Given task:
Reproduce the following lines word for word, leaving out the pictures.

-- start Stored rows --

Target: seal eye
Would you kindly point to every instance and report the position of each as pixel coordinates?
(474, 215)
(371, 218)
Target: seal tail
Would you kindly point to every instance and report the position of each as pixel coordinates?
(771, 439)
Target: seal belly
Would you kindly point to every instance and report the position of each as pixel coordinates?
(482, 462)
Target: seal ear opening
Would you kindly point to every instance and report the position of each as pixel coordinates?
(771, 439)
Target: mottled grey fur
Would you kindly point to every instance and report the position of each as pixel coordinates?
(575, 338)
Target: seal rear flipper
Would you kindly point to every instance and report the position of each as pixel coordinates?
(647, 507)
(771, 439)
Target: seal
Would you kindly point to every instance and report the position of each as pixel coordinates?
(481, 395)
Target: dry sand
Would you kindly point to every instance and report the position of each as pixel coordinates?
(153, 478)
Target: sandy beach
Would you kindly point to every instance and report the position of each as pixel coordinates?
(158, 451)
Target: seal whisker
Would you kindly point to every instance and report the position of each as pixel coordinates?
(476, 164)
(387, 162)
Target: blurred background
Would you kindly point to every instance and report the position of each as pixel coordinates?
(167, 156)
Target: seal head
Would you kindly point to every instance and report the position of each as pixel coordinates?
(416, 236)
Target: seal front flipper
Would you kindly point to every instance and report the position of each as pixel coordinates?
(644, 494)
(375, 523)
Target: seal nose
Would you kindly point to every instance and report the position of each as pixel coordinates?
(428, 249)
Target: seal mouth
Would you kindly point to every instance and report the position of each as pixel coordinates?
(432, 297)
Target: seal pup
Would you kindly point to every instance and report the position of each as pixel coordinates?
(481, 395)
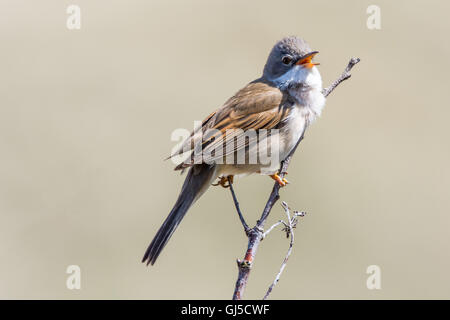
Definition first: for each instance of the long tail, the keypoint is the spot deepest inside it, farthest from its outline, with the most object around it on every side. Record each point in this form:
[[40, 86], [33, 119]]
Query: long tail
[[198, 179]]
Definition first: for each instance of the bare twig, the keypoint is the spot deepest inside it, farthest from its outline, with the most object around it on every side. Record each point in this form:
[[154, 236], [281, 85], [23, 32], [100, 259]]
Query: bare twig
[[255, 234], [292, 223], [236, 204], [273, 227]]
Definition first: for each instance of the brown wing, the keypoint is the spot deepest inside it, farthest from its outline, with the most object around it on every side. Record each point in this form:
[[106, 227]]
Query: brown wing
[[257, 106]]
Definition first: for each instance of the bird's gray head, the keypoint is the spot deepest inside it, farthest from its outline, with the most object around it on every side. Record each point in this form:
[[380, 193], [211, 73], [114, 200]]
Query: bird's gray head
[[289, 62]]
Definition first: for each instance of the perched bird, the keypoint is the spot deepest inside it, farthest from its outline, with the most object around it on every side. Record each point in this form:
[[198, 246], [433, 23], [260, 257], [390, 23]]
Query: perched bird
[[285, 99]]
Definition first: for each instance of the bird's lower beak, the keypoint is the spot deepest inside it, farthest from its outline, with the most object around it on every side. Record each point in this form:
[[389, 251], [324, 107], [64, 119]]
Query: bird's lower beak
[[305, 61]]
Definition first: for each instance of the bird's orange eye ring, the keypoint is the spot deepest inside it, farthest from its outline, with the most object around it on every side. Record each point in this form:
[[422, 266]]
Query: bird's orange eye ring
[[286, 59]]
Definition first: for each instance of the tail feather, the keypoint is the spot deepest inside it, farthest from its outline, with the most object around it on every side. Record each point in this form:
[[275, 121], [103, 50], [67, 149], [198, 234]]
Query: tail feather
[[197, 181]]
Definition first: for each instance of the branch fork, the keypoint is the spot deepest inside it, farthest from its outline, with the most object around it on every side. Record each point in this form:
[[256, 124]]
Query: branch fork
[[256, 234]]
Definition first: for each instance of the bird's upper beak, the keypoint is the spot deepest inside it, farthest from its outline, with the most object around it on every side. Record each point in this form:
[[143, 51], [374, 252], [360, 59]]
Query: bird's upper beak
[[305, 60]]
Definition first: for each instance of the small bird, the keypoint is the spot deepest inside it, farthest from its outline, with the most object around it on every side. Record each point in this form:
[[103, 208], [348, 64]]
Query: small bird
[[286, 98]]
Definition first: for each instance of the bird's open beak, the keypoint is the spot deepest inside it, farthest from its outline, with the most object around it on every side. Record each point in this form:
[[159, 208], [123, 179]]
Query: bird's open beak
[[305, 61]]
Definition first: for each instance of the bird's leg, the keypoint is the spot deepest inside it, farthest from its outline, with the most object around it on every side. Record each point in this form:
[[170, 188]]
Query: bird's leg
[[223, 181], [281, 182]]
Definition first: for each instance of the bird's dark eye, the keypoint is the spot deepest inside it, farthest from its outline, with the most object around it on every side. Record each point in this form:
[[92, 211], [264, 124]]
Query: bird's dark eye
[[286, 59]]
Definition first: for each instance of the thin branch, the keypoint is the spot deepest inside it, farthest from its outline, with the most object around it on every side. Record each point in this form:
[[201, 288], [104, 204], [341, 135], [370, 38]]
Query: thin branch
[[236, 204], [289, 228], [255, 234], [273, 227], [344, 76]]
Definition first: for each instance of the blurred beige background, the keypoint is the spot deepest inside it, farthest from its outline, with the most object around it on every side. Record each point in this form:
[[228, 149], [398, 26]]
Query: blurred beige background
[[86, 118]]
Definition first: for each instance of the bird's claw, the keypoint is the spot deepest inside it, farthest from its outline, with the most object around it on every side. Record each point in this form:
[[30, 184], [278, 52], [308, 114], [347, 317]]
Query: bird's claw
[[281, 181], [224, 182]]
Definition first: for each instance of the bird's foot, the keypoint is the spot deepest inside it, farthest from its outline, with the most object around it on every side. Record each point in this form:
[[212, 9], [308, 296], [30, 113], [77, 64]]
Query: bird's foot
[[281, 182], [224, 181]]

-- end Stored rows --

Correct result:
Target: seal eye
Would you kindly point to every instance and report the position of each as pixel coordinates?
(474, 215)
(371, 218)
Target: seal tail
Would you kindly point to every instance and report the position of each as pixel coordinates?
(771, 439)
Target: seal belly
Would you kindly point to every instance and report the position of each as pixel coordinates?
(482, 462)
Target: seal ear opening
Would you kindly point to every instance and report the position of each as pixel coordinates?
(771, 439)
Target: mottled grey fur
Would you kindly point to every instance and report the position of each as pixel coordinates?
(575, 338)
Target: seal rear flipper
Would you kindly point to every instance and report the position of each as pixel coordinates?
(647, 507)
(771, 439)
Target: seal
Would you kindly point to every instance and report the position of each as pixel coordinates?
(481, 395)
Target: dry sand
Would you kindly point to every instance and report the position of each as pixel coordinates?
(153, 478)
Target: sandy beach
Would you kindly point to every instance and report the position of each as pixel coordinates?
(158, 451)
Target: seal whisker
Would you kindly point to every instance and report the position of each as pixel coordinates?
(476, 164)
(387, 162)
Target: blurred background
Would you kindly point to every instance and report the position of each as pixel coordinates?
(167, 156)
Target: seal head
Would you kindly point to every instance and report the position of each as pixel coordinates?
(416, 236)
Target: seal front flipper
Would you kindly point to every instance and report the position of each as pixel coordinates?
(644, 494)
(375, 523)
Target: seal nose
Would you kindly point to every instance and report the position of each as pixel coordinates?
(428, 249)
Target: seal mouth
Would you kindly point to every instance and report the position of each as pixel coordinates?
(432, 297)
Target: seal pup
Would you kindly point to every instance and report the position of each as pixel coordinates?
(481, 395)
Definition first: for each instance of the long tail, the keypoint is the spot deepest inside it, farthest from its outline, with the most object around it on every side. Record each point in this form:
[[40, 86], [33, 119]]
Query: long tail
[[198, 179]]
Definition first: for each instance of the bare twig, the keypoint is the spot deepest inside it, farthest from its outline, with the most object around it on every side. Record each point in this form:
[[154, 236], [281, 85], [23, 32], [100, 259]]
Query: bare twig
[[255, 234], [292, 223], [236, 204], [273, 227]]
Definition first: for each instance of the brown wing, the keypoint is the spot deepest inside it, farthest from its outline, with the most object around it on every side. Record each point in this form:
[[106, 227]]
Query: brown wing
[[257, 106]]
Definition first: for each instance of the bird's gray head, the keypoint is the spot deepest inside it, farthest from its outline, with the most object around it on every side. Record each point in this form:
[[380, 193], [211, 73], [114, 200]]
Query: bird's gray head
[[289, 62]]
Definition first: for each instance of the perched bird, the keypoint is the spot deepest inside it, farthest from its outline, with the most object around it on every side. Record each point in this form:
[[198, 246], [433, 23], [260, 257], [390, 23]]
Query: perched bird
[[285, 99]]
Definition first: for each instance of the bird's lower beak, the keypoint is the spot deepest inside it, farthest from its outline, with the most object around it on every side. Record each point in this form:
[[389, 251], [324, 107], [64, 119]]
Query: bird's lower beak
[[305, 61]]
Definition first: for each instance of the bird's orange eye ring, the keypoint is the spot deepest inside it, farthest from its outline, with the most object around it on every side. Record each point in this form:
[[422, 266]]
Query: bird's orange eye ring
[[286, 59]]
Definition first: for each instance of the tail feather, the keypoint is the spot deepest inside it, farthest from its outline, with the most object around it on every side. Record each point in this form:
[[275, 121], [103, 50], [67, 149], [198, 234]]
Query: tail feather
[[197, 181]]
Definition first: for each instance of the branch fork, the keypoint is the spot deepest inside it, farthest from its outline, with the most object around it on every side. Record each point in this form:
[[256, 124]]
Query: branch fork
[[256, 234]]
Definition first: for each instance of the bird's upper beak, the keypoint is the spot deepest inside it, farthest from its outline, with the most object around it on every side. Record each point in this form:
[[143, 51], [374, 252], [360, 59]]
Query: bird's upper beak
[[305, 60]]
Definition first: for each instance of the small bird, the keypoint is the spot deepest inside it, farthest from its outline, with the most object around it on every side. Record each point in this form:
[[103, 208], [348, 64]]
Query: small bird
[[286, 98]]
Definition first: for each instance of the bird's open beak, the keypoint is the spot deepest inside it, farthest from its outline, with the most object around it on every side. Record each point in this form:
[[159, 208], [123, 179]]
Query: bird's open beak
[[305, 61]]
Definition first: for each instance of the bird's leg, the keypoint is the spot deepest inside it, farthest from its outline, with the most object around it on every side. Record each point in this form:
[[170, 188]]
Query: bird's leg
[[223, 181], [281, 182]]
Definition first: for each instance of the bird's dark eye, the keypoint is the spot deepest inside it, farthest from its outline, with the most object around it on every side. Record each point in this form:
[[92, 211], [264, 124]]
Query: bird's dark eye
[[286, 59]]
Definition first: for each instance of the thin branch, the keypoint is the spot deepest inside it, farthest from its outline, with the most object around it on every side. Record each point in this form:
[[201, 288], [104, 204], [341, 135], [370, 38]]
Query: thin branch
[[236, 204], [289, 228], [255, 234], [273, 227], [344, 76]]
Definition first: for each instance of the blurred beige background, the keypoint is the spot deepest inside it, farthest from its outline, with the most object around it on every side. Record each point in this form:
[[228, 149], [398, 26]]
Query: blurred beige background
[[86, 118]]
Definition first: for each instance of the bird's claw, the keypoint is the spot deepest inside it, farthest from its outline, with the most object around it on every side. Record each point in this form:
[[30, 184], [278, 52], [308, 114], [347, 317]]
Query: bird's claw
[[281, 181], [224, 182]]
Definition first: for each instance of the bird's foot, the keypoint is the spot deepest inside it, farthest from its outline, with the most object around it on every side. Record each point in this form:
[[212, 9], [308, 296], [30, 113], [77, 64]]
Query: bird's foot
[[281, 182], [224, 181]]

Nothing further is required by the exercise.